List every line below that contains the word "white". Case matters, so match capital and small letters exactly.

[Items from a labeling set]
## start
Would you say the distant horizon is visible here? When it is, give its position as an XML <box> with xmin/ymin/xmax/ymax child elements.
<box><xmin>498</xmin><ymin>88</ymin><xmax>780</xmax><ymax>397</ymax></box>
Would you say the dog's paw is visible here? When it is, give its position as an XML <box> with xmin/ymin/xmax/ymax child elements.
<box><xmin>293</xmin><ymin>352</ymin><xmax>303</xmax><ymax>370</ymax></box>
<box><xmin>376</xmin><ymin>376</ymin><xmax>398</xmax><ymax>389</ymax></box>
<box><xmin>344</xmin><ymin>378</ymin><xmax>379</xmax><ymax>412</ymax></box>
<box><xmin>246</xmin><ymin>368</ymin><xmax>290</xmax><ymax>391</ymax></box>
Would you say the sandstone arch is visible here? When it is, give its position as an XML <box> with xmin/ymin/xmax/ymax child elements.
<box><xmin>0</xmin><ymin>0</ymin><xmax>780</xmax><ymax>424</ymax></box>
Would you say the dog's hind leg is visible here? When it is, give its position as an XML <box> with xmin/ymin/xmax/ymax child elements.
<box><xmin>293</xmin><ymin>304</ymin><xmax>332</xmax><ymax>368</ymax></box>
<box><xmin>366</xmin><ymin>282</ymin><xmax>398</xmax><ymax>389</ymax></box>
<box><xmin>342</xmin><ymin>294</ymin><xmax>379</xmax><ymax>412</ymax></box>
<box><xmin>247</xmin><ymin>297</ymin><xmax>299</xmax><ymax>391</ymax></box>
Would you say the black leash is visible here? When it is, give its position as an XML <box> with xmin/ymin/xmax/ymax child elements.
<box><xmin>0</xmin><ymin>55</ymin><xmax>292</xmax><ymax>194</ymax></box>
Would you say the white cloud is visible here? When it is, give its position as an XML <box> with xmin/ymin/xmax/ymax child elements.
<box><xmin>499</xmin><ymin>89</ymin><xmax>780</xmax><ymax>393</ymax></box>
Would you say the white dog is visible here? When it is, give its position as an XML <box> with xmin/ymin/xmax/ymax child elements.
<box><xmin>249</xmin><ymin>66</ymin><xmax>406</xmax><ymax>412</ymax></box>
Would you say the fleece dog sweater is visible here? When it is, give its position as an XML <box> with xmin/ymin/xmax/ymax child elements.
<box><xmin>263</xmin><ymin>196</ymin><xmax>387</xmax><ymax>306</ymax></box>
## end
- _Response to this task_:
Would you say the white cloud is visible here? When it is, give its position as an XML <box> with xmin/ymin/xmax/ymax child elements.
Would you say the white dog is visible here? When it is, give its position as an XML <box> with xmin/ymin/xmax/ymax child elements.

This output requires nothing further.